▸ **Text shown**:

************

The transit bus replacement funds will be administered through NYSERDA’s New York Truck Voucher Incentive Program. Proterra
The State Department of Environmental Conservation (DEC) and the New York State Energy Research and Development Authority (NYSERDA) are making $24 million available to replace diesel-powered transit buses with new all-electric transit buses, which will help improve air quality, reduce the greenhouse gas emissions that contribute to climate change, and promote investment in cleaner fuel technologies, among other benefits. As part of the state’s $127.7 million allocation of the federal Volkswagen Settlement, NYSERDA will administer approximately $18.4 million to fund the new electric transit buses through the New York Truck Voucher Incentive Program and the New York Power Authority (NYPA) will manage $6 million for associated charging infrastructure.
Funding is available to replace existing diesel-powered transit buses with model year 2009 and older engines, which must be permanently removed from service and scrapped. Transit bus replacements are targeted at New York State government entity-owned bus fleets that have bus depots located within Potential Environmental Justice Areas (PEJAs), or operate routes that serve PEJA areas. DEC considers PEJAs to be communities of color or low-income communities that experience a disproportionate share of environmental harms such as vehicle emissions and pollution.
The transit bus replacement funds will be administered through NYSERDA’s New York Truck Voucher Incentive Program (NYTVIP), which provides point-of-sale rebates to reduce the cost for businesses and municipalities that want to purchase new, clean electric or alternative-fueled vehicles. The rebate will initially reduce the incremental cost of purchasing all-electric transit buses by up to 100% and help increase the number of all-electric transit buses on New York’s roadways while removing older diesel-powered vehicles trucks through a scrappage requirement. These new all-electric transit buses will be required to be housed at bus depots or operate on routes located within Environmental Justice communities.

************

▸ **Data for analysis**:
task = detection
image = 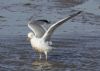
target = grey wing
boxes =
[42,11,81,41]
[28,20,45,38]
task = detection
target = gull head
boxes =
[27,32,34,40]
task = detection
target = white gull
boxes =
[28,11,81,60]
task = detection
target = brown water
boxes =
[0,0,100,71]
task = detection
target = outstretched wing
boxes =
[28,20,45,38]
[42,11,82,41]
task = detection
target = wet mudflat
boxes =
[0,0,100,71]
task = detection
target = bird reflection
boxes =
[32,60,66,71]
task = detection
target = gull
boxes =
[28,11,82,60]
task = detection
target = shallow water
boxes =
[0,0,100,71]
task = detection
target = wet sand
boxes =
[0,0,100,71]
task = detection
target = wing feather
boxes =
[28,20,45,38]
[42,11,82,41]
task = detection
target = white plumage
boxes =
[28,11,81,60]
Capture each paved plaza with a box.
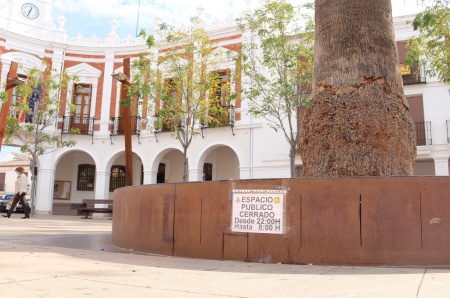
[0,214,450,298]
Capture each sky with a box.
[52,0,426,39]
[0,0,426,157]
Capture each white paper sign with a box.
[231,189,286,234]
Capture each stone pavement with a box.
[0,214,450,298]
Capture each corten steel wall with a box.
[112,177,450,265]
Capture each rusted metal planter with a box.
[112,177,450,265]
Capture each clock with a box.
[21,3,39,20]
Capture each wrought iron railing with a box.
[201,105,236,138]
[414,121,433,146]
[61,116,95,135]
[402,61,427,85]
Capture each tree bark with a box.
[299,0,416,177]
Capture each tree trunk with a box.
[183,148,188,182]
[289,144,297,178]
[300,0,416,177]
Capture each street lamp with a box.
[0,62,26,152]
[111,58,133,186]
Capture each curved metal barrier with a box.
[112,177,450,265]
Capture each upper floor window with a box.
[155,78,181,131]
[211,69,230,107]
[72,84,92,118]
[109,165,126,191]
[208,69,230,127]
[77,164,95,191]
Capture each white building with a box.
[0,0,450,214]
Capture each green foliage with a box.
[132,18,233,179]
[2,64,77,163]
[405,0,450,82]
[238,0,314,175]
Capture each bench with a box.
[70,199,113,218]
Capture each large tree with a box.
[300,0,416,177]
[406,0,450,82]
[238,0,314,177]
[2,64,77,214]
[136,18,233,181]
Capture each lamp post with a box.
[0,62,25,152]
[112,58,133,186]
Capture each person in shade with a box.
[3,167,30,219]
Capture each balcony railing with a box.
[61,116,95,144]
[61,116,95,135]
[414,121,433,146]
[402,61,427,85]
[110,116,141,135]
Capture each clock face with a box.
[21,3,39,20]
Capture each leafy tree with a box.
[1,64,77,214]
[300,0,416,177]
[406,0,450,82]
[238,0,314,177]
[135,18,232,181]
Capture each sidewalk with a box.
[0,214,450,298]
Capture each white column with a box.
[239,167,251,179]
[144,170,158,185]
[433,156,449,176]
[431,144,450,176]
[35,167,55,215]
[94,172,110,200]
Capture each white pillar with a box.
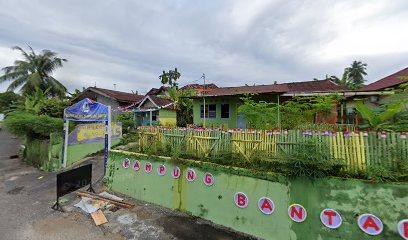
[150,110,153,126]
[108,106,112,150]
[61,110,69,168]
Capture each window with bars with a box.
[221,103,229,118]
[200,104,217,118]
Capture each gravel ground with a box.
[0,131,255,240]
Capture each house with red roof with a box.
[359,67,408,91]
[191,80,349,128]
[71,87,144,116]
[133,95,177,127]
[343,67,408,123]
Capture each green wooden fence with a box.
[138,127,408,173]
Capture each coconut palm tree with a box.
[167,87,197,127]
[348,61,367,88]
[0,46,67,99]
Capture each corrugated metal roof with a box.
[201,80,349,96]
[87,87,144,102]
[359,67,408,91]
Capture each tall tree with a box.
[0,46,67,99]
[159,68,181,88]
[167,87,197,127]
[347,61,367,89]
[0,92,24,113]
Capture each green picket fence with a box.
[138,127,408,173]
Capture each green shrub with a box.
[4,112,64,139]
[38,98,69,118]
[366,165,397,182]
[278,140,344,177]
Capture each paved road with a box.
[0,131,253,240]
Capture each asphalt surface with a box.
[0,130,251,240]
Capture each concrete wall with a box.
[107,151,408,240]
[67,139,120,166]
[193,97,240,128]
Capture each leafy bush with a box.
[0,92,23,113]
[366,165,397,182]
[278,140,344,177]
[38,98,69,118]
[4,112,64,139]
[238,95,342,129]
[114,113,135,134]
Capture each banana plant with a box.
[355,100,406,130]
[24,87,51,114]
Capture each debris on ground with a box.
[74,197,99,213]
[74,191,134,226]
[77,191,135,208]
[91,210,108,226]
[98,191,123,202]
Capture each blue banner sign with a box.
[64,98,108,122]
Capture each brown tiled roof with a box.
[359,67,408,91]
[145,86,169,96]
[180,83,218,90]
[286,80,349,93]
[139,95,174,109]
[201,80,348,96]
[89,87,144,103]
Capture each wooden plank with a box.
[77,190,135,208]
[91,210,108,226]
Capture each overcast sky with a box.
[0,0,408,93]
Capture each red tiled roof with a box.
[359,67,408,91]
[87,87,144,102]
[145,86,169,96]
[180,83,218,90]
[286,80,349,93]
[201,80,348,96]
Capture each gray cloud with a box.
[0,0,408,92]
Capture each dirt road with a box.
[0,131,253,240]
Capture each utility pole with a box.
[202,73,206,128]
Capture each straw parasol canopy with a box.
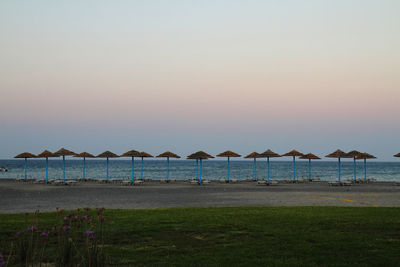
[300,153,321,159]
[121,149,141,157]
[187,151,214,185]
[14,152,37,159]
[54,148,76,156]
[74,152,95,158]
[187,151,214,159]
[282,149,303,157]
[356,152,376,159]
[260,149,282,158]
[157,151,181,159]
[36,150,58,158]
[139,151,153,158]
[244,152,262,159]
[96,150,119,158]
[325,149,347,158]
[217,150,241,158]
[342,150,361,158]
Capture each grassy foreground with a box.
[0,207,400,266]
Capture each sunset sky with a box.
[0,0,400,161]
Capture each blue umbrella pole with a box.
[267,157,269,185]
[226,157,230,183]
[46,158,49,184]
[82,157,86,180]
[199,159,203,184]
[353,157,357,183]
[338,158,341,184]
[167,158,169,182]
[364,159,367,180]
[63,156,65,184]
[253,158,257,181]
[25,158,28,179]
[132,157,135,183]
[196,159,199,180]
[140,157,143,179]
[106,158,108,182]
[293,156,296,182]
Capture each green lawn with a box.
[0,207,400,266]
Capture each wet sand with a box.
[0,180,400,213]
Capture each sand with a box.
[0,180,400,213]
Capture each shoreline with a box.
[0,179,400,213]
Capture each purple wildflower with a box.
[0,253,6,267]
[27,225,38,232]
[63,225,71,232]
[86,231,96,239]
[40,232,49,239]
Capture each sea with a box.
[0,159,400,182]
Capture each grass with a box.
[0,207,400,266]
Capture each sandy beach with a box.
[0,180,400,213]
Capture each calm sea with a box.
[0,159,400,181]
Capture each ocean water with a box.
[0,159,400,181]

************

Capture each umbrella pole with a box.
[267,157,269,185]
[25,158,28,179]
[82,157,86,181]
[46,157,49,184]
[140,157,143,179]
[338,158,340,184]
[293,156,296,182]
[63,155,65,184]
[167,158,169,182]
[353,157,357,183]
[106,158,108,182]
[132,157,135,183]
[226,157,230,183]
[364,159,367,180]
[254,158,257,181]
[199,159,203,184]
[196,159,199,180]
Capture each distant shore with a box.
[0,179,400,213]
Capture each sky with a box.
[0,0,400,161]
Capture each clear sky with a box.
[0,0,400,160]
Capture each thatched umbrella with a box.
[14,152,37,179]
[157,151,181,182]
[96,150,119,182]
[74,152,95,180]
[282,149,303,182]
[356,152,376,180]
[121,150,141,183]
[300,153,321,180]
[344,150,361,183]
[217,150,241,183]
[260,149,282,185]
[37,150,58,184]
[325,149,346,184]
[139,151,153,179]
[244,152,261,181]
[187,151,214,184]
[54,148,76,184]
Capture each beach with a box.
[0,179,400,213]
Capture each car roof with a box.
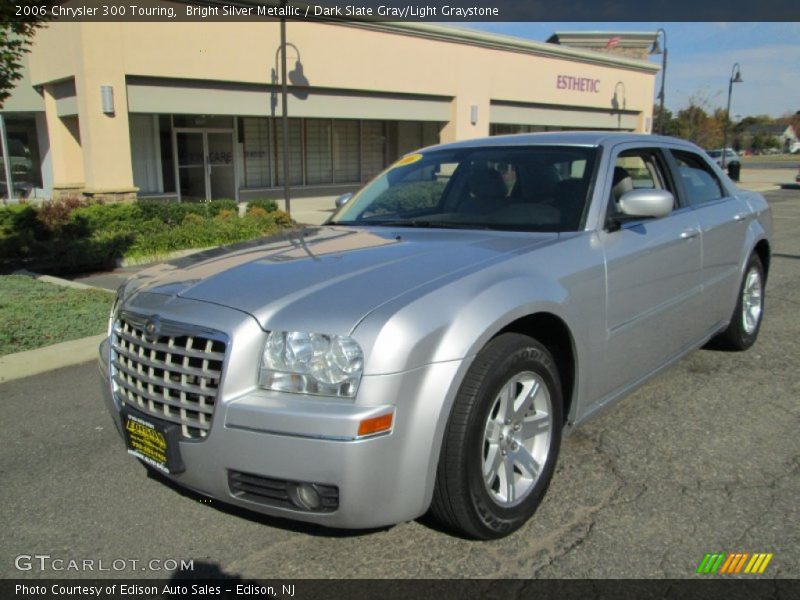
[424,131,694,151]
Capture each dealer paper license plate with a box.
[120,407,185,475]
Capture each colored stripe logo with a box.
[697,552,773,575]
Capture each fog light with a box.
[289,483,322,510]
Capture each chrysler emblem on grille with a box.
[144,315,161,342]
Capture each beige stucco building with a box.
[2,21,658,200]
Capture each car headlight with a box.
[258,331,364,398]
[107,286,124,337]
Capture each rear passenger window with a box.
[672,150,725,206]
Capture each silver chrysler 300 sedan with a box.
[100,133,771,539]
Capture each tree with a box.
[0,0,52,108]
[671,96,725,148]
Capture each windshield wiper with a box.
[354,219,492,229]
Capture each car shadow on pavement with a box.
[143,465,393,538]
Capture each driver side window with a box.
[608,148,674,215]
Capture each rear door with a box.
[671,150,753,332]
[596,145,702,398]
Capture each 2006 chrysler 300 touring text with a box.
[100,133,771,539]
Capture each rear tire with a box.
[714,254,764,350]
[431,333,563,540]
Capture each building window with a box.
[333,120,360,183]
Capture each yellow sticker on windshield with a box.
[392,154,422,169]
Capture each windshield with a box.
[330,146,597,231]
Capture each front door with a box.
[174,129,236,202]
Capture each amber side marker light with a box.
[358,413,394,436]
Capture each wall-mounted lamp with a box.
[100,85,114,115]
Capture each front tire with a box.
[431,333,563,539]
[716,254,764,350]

************

▸ **Set of tasks**:
1. Please list every dollar amount stated in the text on electric transit bus funding.
2. Answer these questions using the text on electric transit bus funding.
(a) What engine model years must the replaced diesel buses have?
(b) What communities does DEC consider PEJAs to be?
(c) By up to what percentage will the rebate initially reduce the incremental cost of purchasing all-electric transit buses?

▸ **Your written answers**:
1.
$24 million
$127.7 million
$18.4 million
$6 million

2.
(a) Model year 2009 and older.
(b) Communities of color or low-income communities that experience a disproportionate share of environmental harms such as vehicle emissions and pollution.
(c) Up to 100%.